> [Given problem] Convert the records, starting at the line with "of the wing" and ending at the line with "column 261, row 761", into a two-column CSV with headers request and answer and one row per request. Put the request text and its answer each in a single quoted field, with line breaks replaced by spaces.

> [Excerpted data]

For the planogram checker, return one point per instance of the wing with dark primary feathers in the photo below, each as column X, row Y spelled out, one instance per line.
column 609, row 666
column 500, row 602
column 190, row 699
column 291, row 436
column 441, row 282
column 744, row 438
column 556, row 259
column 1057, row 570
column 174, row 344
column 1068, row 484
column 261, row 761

---

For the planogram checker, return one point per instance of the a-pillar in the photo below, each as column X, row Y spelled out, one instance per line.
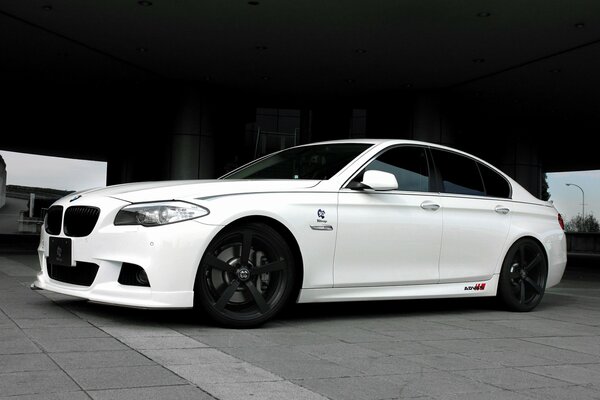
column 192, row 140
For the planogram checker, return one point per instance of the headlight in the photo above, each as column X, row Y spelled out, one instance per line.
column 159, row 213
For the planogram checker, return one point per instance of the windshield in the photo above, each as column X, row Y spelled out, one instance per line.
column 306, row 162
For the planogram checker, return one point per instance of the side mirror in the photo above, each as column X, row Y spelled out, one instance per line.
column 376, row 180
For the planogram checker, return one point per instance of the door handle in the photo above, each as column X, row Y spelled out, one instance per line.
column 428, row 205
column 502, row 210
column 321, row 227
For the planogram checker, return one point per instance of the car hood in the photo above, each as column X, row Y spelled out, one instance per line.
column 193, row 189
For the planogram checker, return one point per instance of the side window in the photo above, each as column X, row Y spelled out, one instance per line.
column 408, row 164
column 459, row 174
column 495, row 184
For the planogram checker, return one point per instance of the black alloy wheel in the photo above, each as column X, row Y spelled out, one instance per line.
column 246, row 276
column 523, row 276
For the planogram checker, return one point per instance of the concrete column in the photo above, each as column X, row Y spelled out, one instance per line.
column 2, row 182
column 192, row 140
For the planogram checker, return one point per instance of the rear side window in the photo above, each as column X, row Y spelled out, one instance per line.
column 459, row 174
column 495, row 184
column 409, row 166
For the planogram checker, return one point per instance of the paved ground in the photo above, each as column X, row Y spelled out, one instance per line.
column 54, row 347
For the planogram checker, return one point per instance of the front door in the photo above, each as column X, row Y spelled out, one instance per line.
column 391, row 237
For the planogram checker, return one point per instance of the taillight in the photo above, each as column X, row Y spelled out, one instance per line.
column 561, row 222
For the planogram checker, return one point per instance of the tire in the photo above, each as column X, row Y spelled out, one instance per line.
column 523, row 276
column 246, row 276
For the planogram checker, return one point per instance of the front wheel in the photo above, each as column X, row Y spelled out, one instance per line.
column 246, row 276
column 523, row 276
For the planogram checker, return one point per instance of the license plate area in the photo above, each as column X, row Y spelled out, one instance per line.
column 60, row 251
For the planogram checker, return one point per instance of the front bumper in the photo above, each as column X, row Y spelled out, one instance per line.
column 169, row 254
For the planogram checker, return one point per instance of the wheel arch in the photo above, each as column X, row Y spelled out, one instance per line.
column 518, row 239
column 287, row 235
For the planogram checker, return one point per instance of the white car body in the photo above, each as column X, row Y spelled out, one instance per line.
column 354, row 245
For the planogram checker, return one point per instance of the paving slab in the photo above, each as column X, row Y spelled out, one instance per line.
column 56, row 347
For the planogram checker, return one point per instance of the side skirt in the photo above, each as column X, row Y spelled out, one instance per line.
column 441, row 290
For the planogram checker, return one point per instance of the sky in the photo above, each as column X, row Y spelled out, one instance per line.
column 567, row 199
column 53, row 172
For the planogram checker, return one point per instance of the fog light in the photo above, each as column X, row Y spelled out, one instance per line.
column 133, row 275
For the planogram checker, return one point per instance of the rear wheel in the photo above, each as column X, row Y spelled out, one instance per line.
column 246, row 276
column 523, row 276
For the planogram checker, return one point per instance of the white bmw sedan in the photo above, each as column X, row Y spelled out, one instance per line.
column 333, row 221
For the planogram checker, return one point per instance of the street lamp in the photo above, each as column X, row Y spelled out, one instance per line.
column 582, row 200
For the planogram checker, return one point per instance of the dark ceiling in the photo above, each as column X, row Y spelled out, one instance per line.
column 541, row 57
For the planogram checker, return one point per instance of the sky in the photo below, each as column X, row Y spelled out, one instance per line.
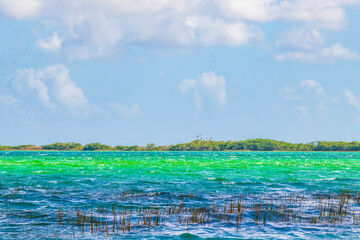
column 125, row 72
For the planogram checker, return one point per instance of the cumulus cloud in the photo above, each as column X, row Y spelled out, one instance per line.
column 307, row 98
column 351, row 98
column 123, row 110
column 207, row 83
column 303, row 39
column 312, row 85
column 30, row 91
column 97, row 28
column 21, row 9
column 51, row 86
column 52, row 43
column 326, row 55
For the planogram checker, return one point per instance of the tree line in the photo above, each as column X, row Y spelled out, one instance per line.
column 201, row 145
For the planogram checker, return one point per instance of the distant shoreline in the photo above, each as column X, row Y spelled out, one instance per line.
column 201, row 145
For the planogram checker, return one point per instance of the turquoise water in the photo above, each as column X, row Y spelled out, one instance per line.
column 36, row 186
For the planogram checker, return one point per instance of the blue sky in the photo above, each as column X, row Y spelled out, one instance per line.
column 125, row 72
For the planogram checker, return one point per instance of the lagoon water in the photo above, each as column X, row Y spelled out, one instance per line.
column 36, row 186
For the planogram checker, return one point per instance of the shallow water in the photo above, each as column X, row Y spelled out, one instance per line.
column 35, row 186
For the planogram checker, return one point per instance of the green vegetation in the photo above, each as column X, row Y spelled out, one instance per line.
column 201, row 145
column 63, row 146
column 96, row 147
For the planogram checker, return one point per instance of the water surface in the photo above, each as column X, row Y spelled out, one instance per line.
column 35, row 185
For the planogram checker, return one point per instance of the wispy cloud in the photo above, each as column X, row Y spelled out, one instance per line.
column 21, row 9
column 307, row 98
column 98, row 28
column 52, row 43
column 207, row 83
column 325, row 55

> [Written answer]
request,answer
"For the planogram checker, return one point per instance of the wing with dark primary feathers in the photo below, each as column X, row Y spelled out, one instance per line.","column 609, row 666 column 500, row 602 column 190, row 699 column 291, row 436 column 441, row 282 column 744, row 438 column 556, row 259 column 1057, row 570 column 174, row 344 column 1068, row 484 column 261, row 761"